Please locate each line in the items below that contains the word "solar" and copy those lines out.
● ● ● ● ● ● ●
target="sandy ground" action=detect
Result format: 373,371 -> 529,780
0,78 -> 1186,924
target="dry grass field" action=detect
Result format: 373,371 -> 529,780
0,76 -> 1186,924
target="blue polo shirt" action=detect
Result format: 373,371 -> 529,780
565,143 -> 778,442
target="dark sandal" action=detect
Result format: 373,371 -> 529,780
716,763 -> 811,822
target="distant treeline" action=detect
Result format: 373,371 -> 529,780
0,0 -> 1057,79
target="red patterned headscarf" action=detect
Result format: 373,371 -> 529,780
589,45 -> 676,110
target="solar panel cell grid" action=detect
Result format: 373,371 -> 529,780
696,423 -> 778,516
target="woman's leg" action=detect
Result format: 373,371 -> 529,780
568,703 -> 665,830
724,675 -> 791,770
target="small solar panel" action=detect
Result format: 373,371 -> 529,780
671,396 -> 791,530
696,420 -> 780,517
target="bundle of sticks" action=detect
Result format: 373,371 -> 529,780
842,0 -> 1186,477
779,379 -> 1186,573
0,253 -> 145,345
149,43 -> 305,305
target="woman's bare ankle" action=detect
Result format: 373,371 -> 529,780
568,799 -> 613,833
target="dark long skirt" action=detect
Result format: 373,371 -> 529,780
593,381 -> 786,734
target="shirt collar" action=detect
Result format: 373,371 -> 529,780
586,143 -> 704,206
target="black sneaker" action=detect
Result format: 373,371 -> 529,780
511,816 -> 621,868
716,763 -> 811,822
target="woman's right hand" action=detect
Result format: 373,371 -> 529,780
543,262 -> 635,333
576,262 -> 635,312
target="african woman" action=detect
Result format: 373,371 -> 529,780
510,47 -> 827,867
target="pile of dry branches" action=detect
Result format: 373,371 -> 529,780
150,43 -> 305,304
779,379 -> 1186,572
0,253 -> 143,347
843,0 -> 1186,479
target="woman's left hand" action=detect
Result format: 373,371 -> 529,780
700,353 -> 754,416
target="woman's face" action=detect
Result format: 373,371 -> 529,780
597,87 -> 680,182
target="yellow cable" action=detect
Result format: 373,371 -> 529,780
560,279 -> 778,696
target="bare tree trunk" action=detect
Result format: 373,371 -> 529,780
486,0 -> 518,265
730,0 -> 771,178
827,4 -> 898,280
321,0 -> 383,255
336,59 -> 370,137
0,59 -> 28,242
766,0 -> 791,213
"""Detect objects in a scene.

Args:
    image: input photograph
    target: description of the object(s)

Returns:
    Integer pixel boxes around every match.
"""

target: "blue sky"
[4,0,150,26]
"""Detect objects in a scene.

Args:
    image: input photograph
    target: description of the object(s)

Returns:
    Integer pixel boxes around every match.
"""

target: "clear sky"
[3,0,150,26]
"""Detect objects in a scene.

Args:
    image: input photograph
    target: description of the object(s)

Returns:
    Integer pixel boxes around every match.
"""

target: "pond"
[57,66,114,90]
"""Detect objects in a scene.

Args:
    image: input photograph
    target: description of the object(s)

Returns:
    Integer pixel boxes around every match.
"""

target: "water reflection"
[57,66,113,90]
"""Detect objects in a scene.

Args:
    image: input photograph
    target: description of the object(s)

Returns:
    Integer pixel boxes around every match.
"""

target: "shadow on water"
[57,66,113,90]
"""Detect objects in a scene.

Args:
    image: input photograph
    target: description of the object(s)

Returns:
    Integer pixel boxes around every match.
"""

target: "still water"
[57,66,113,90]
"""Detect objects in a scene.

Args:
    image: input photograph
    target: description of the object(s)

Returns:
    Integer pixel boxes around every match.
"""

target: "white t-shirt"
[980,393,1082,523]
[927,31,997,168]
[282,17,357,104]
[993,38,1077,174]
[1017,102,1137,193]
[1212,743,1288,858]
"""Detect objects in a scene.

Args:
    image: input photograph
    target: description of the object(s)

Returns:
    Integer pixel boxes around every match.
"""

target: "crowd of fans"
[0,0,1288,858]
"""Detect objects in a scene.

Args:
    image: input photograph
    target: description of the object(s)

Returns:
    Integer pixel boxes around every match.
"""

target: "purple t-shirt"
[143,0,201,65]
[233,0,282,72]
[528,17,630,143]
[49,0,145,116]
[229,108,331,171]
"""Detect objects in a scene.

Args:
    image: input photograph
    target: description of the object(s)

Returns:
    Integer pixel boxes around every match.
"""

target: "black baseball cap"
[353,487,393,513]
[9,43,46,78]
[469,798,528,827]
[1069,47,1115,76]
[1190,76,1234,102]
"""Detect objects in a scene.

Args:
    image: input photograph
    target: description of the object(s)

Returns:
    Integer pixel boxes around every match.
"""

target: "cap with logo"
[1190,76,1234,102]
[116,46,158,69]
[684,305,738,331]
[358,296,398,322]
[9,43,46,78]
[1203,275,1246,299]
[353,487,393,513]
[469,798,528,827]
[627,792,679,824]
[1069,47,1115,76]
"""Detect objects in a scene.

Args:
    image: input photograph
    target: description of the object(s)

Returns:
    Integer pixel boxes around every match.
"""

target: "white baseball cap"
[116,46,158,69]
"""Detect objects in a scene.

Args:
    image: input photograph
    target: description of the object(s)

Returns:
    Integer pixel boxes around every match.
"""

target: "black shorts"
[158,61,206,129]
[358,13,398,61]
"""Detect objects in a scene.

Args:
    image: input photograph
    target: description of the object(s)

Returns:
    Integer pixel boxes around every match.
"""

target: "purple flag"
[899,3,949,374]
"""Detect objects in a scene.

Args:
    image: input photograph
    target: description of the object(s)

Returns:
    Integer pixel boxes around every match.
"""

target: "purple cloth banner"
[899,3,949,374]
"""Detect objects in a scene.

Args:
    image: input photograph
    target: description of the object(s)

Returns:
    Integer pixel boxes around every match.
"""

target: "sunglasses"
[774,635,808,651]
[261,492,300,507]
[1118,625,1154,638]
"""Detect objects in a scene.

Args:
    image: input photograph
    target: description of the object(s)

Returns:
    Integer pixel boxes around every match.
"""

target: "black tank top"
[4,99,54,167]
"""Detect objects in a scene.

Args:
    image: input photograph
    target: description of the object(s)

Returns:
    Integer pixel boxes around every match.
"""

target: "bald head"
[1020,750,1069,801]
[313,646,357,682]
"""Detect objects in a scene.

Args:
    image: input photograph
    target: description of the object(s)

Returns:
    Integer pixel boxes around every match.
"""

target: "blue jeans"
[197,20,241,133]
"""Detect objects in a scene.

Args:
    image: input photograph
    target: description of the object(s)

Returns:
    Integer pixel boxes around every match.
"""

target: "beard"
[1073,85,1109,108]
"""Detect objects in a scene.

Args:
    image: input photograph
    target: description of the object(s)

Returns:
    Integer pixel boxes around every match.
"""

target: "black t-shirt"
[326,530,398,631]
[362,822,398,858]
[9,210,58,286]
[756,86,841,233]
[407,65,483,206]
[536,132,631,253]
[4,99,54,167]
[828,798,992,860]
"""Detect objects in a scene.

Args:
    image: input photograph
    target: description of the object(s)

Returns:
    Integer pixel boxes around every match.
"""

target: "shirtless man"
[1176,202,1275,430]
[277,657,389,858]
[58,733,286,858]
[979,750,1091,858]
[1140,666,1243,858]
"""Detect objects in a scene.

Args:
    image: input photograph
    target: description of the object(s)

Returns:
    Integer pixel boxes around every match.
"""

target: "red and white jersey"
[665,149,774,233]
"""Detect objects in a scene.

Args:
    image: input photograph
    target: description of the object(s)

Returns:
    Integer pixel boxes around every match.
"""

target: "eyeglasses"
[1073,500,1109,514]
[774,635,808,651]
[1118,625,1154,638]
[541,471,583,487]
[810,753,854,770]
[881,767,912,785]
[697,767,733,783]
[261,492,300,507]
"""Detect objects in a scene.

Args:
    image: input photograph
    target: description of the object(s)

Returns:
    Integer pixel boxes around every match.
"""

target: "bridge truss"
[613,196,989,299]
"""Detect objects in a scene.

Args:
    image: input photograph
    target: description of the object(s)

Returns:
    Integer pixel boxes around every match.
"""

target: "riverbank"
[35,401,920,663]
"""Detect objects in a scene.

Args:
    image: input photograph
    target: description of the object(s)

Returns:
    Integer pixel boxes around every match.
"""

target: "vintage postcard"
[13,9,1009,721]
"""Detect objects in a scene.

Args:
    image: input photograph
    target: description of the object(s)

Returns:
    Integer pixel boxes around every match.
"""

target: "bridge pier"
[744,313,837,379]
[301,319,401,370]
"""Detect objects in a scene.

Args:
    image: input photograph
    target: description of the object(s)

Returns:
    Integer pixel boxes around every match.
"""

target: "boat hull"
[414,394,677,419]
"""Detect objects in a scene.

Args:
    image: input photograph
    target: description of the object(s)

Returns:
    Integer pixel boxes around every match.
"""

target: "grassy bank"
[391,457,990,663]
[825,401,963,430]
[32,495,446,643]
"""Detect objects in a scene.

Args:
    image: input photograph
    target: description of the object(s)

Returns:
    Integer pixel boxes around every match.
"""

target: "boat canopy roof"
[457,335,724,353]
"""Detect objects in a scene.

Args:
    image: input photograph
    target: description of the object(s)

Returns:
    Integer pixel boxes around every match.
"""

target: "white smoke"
● ● ● ● ● ● ●
> _Final result_
target="solar panel cell grid" action=detect
target="small solar panel" action=detect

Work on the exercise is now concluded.